**Text block**

*** Block opens ***

Starting your own business is probably the most exciting – and frightening – thing you’ll ever do. It takes passion, dedication to a vision, strong commitment to long hours of hard work and persistence to overcome challenges along the way. How, then, can small and medium sized enterprises (SMEs) channel and transform their hard work and dedication into business success? And what are some of the challenges faced by SMEs?
An IDC report recently revealed that reducing costs, gaining operational efficiency, and improving productivity are the top business priorities for SMEs across the Asia Pacific region in the coming year It is no surprise that SMEs have limited resources on top of these operational challenges, making it harder for them to stay ahead of external challenges and grow their business.
Besides operational challenges, industry competition is without a doubt, one of the biggest external challenges facing SMBs today. Digital disruption has also forced many SMBs to rethink their business model, be it a brick-and-mortar store that has been outpaced by the rapid evolution of e-commerce or delivery services, or small hospitality businesses struggling to keep up with vacation home rental platforms.
At the very core of this challenge is also the end-customer’s expectations. The consumer of today expect a seamless customer experience that is on demand, and it is getting harder to meet those expectations.
These are all external variables that can easily overwhelm SME owners as they face a myriad of changes and disruption that technology has brought to their world. However, the advantage that SMEs have is that they are agile and able to move with the beat and expectations of the markets that they play in.
The future workforce
SMEs may also face challenges attracting and retaining talent. To sustain a pipeline of talent, business owners need to think about how they design job roles, organize work, and invest in the right training and development.
The annual Deloitte Global Millennial Survey revealed that 76% of millennials they surveyed believe that businesses have the power to make a difference. This is a highly informed generation and want to be involved in making the world a better place. They want to work at organisations that have a clear sense of purpose, invests in skills and career development, and impacts society in a positive manner.
Digital natives and millennials are also looking towards “structured but flexible work” and SMBs that are serious about attracting and retaining talent cannot avoid having a mobile workforce. Harnessing the power of the technology and putting people at the centre of change is an imperative, whether that change may be driven by internal or external factors.
To effect change, technology will be a differentiator in creating a more seamless customer experience – as mentioned before – for SMEs to stay ahead of a savvy and digital consumer, and also compete in the war for talent, that is increasingly more mobile.
Doing more with less
Keeping operational cost down and be able to do more with less, is quite possibly the mantra to succeed, external factors aside. Financing could also be a challenge to some SMEs with limited resources.
With limited human and financial resources, SMEs need their technology infrastructure to be easy to set-up, flexible and scale-able to their business needs. There are also financing options and grants to help SMEs adopt technology, given that many countries in this region are going through national digitization journey.
The right technology should serve as the foundation for the digital business and workforce, with tools to increase innovation, productivity and employee satisfaction – all directly impacting customer satisfaction.

*** Block closes ***

Reproduce the part of the text above on the challenges facing small businesses that begins with the words containing "The annual Deloitte" and ends with "or external factors.".

**Entries provided**
*** Block opens ***

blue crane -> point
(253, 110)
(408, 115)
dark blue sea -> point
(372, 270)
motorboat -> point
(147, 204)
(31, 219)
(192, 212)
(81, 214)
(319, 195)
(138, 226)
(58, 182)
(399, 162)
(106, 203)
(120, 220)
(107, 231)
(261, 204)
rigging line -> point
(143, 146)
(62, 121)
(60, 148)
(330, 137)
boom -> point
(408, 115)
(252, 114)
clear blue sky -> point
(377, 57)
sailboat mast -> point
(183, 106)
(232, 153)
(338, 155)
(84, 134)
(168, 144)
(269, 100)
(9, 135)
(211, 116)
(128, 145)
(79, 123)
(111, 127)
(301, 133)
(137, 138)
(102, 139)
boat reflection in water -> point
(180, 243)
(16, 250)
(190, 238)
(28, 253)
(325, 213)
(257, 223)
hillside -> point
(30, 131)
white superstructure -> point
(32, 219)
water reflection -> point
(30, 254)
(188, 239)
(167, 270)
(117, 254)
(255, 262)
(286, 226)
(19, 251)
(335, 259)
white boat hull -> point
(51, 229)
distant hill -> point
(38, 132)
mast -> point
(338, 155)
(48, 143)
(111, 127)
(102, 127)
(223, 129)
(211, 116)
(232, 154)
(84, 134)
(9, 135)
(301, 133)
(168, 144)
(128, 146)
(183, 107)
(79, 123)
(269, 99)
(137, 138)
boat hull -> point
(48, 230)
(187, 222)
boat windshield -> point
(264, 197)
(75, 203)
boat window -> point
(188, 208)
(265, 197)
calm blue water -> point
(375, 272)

*** Block closes ***
*** Block opens ***

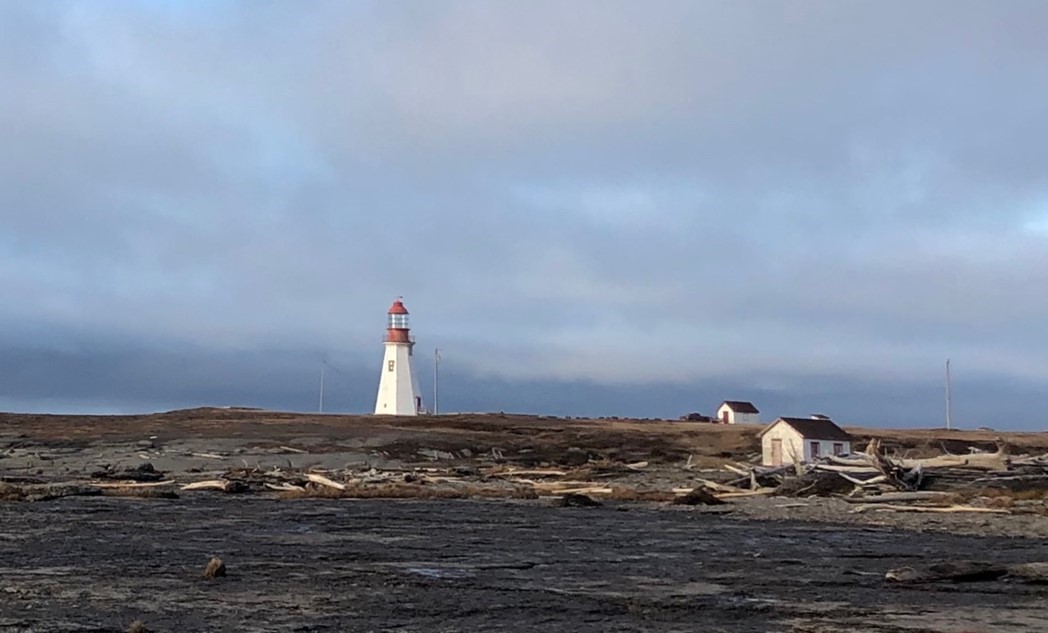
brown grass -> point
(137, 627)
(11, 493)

*** Block closes ***
*** Block opens ***

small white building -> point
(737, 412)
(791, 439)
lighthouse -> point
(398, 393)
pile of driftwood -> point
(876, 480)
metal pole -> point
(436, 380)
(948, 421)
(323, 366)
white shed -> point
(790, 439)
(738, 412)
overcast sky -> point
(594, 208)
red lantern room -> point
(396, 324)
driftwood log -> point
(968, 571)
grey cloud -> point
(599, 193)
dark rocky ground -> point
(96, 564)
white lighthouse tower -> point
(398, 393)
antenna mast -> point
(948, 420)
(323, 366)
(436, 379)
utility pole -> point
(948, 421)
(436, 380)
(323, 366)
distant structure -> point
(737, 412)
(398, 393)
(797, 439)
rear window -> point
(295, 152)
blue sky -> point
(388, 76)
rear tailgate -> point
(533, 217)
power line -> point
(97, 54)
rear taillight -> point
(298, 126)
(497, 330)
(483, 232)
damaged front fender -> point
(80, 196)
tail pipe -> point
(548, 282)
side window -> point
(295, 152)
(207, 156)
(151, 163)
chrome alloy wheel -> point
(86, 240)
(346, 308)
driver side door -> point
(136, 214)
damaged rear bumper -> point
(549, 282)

*** Block closes ***

**Exercise response**
The annual Deloitte Global Millennial Survey revealed that 76% of millennials they surveyed believe that businesses have the power to make a difference. This is a highly informed generation and want to be involved in making the world a better place. They want to work at organisations that have a clear sense of purpose, invests in skills and career development, and impacts society in a positive manner.
Digital natives and millennials are also looking towards “structured but flexible work” and SMBs that are serious about attracting and retaining talent cannot avoid having a mobile workforce. Harnessing the power of the technology and putting people at the centre of change is an imperative, whether that change may be driven by internal or external factors.